Rewrite the lines from the one containing "van is in this frame." through the end of the records, changing "street sign" to "road sign" and leaving everything else as it is. Return only those lines.

**Raw data**
::::::::::

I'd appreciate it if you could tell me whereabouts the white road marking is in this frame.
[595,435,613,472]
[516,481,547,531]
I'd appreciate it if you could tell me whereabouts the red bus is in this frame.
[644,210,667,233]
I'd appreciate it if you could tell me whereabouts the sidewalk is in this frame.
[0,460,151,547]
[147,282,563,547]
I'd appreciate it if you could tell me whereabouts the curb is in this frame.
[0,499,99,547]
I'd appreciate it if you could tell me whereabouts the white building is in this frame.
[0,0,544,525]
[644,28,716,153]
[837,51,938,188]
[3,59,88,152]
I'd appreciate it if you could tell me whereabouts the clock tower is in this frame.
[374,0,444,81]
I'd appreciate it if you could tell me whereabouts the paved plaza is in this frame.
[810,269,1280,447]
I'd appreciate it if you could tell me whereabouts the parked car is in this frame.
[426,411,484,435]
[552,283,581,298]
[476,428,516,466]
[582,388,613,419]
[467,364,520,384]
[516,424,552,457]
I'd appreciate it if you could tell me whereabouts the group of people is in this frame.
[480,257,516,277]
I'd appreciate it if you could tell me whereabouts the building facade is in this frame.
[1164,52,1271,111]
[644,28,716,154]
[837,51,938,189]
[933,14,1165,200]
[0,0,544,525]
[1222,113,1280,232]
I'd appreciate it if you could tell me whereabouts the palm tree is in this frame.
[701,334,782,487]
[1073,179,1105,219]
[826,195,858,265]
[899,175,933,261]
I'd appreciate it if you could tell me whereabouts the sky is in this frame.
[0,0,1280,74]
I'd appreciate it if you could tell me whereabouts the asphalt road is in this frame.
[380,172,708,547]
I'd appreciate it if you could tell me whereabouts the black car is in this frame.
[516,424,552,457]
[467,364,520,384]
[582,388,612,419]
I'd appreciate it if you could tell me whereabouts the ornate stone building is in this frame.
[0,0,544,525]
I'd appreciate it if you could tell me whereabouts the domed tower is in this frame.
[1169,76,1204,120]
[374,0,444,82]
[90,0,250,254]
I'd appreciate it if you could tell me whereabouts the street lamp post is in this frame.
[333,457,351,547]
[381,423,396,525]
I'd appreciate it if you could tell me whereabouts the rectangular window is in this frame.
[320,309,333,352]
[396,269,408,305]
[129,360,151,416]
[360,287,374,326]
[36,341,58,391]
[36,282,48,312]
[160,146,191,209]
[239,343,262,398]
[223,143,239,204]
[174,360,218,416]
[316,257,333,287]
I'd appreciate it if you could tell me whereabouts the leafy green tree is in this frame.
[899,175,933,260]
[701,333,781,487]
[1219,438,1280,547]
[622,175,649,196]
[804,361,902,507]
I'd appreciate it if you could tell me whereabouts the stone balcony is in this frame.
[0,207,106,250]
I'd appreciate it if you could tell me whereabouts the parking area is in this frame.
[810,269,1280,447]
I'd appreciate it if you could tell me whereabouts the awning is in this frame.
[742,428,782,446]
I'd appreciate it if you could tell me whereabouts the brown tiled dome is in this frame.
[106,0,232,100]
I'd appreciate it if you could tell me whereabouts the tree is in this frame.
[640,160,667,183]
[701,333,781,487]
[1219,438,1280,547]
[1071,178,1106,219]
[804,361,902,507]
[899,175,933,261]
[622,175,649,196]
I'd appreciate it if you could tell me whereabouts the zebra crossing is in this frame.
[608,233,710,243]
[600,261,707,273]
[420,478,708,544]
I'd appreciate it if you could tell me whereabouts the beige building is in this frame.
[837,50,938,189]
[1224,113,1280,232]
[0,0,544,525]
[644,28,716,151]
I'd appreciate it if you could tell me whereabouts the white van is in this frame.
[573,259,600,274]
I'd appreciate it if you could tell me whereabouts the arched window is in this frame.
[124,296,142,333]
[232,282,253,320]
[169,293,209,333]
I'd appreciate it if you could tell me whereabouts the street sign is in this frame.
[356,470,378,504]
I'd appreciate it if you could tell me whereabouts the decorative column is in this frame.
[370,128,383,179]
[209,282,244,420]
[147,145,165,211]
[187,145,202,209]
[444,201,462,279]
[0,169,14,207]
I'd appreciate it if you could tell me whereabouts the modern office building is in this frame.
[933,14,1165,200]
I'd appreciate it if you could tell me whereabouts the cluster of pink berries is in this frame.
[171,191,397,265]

::::::::::

**Problem solution**
I'd appreciate it if you could tell me whereabouts the white van is in this frame.
[573,259,600,274]
I'd appreciate it if you could tell me whereabouts the arched window is in this frame.
[124,296,142,333]
[232,282,253,320]
[169,293,209,333]
I'd appreciate it if you could tell me whereabouts the road sign is in this frame.
[356,470,378,504]
I'd appreciate it if you could tell me whereabouts the decorative column is in this frame.
[370,128,383,179]
[209,282,244,420]
[147,145,165,211]
[187,145,202,209]
[444,201,462,279]
[0,169,14,207]
I'd appreciate it if you could tell me whereabouts the modern office building is in this frame.
[933,14,1165,200]
I'd appreciate it if you could tell me whereabouts the cluster of pink berries is in this frame.
[171,191,397,265]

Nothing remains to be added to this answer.